**TASK REQUIREMENTS:**
• A. In the blog post on the Virginia Tech tragedy, rewrite the stretch from "One is from" through "asks is understanding.", substituting "a blog" for "Daily Kos".
• B. For each statement below, state whether it agrees with the blog post on the Virginia Tech tragedy, and quote the words of the blog post that decide it.
(i) The professor who answered D'Souza is an atheist.
(ii) The professor expresses sympathy for the young man who carried out the shootings.
(iii) The blog post is dated on a Sunday.

--- QUOTED PASSAGE ---

Tuesday, April 24, 2007

Mental Illness: U.S.Needs to Wake Up

A few posts about the Virginia Tech tragedy have grabbed my attention and stayed with me since I first read them.

One is from a professor at Virginia Tech who posted at Daily Kos shortly after the shootings. He was justifiably upset about the way conserative writer Dinesh D'Souza had smacked down the people in our society (and at Virginia Tech) who do not profess a belief in God. The professor's response is a must-read. It was eloquently written and not at all offensive to his fellow citizens who are believers. All he asks is understanding.

D'Souza had written that according to atheists,
..the main characteristic of the universe is pitiless indifference … What this tells me is that if it's difficult to know where God is when bad things happen, it is even more difficult for atheism to deal with the problem of evil. The reason is that in a purely materialist universe, immaterial things like good and evil simply do not exist … Cho’s shooting of all those people can be understood in this way: molecules acting upon molecules.
In his response to such unfair judgment, the professor, who is an atheist, said,

I believe this young man was both sick and vicious, that his actions were both heinous and the result of a phenomenon that we must try to understand precisely so that we can prevent it in future. I have no sympathy for him. Given what he has done, I am not particularly sorry he has spared the world his continued existence; there was no possibility of redemption for him. You think we atheists have difficulty with the concept of evil. Quite the contrary. We can accept a description of this man as evil. We just don’t think that is an explanation. That is why we are exasperated at your mindless demonology.

--- STORED DATA ---

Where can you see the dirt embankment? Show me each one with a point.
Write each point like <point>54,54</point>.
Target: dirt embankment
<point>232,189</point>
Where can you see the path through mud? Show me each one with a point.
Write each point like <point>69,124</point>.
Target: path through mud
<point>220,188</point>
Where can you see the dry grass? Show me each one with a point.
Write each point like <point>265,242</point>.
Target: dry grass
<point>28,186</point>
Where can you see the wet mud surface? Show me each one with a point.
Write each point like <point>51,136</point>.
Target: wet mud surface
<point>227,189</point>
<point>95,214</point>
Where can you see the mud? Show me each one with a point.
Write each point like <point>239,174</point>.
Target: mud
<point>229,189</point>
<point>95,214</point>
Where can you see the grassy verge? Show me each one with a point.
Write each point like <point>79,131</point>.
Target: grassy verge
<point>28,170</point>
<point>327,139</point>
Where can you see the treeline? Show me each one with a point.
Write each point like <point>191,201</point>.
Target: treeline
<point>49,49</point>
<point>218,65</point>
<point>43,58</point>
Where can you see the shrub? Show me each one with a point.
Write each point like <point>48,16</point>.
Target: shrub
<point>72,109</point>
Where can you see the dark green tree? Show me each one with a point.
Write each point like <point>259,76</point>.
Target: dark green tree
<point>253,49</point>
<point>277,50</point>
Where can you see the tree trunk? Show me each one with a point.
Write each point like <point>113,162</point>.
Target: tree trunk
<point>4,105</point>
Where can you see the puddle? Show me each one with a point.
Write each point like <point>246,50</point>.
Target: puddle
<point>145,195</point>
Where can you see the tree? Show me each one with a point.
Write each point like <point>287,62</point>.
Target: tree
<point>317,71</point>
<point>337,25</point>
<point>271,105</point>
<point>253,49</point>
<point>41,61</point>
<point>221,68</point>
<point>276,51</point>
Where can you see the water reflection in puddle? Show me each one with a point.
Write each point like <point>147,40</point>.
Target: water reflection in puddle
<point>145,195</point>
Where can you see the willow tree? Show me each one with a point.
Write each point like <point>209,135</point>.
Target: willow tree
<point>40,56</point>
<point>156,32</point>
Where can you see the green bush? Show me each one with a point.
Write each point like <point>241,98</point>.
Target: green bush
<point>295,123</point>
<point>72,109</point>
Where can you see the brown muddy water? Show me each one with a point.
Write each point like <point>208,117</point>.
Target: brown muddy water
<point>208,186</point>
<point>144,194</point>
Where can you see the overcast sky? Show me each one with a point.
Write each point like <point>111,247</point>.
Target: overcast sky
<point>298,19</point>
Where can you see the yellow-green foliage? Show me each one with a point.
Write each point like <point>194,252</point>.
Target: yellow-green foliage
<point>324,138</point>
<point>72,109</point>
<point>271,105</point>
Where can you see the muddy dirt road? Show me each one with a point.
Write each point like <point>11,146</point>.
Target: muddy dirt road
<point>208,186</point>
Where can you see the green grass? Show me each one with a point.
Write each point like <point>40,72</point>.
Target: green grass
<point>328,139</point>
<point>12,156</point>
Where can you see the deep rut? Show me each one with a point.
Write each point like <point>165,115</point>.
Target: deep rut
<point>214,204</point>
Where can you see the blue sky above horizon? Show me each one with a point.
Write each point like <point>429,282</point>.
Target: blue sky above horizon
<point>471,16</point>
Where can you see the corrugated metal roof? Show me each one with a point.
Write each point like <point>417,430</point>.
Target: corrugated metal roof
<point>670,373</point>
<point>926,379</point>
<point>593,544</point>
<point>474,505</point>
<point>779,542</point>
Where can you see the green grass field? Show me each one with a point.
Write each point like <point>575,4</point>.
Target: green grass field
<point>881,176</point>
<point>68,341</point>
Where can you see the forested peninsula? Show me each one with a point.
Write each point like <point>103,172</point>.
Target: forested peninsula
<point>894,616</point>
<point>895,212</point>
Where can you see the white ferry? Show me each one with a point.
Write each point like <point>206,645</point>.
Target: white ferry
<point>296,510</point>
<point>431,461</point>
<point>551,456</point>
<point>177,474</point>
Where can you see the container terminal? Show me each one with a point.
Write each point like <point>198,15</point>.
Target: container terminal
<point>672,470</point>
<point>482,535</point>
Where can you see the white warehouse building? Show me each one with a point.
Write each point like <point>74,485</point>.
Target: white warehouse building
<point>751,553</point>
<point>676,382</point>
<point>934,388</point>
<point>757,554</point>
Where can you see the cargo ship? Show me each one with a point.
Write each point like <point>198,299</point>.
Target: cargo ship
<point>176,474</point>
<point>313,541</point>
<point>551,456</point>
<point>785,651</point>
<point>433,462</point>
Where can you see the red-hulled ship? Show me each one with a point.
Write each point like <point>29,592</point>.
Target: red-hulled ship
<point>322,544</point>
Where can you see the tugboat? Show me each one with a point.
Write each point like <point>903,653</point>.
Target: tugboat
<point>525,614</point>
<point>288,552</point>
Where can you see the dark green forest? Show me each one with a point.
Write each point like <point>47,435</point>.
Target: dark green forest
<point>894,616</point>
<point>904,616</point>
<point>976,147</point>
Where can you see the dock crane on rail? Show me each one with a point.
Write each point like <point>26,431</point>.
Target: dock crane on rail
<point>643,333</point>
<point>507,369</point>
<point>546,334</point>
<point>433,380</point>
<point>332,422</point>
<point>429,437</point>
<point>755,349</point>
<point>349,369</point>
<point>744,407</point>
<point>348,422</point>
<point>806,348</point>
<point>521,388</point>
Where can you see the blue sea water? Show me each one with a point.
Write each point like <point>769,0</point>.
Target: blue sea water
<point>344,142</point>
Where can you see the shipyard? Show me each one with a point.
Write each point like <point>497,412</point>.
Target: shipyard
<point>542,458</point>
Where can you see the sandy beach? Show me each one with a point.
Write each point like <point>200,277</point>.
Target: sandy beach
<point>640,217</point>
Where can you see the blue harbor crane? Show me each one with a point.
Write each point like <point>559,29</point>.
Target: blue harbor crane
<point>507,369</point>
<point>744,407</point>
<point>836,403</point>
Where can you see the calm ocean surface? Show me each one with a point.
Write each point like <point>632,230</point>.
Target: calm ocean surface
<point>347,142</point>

---

**EXPECTED ANSWERS:**
• A.
One is from a professor at Virginia Tech who posted at a blog shortly after the shootings. He was justifiably upset about the way conserative writer Dinesh D'Souza had smacked down the people in our society (and at Virginia Tech) who do not profess a belief in God. The professor's response is a must-read. It was eloquently written and not at all offensive to his fellow citizens who are believers. All he asks is understanding.

• B.
(i) Yes: "the professor, who is an atheist"
(ii) No: "I have no sympathy for him."
(iii) No: "Tuesday, April 24, 2007"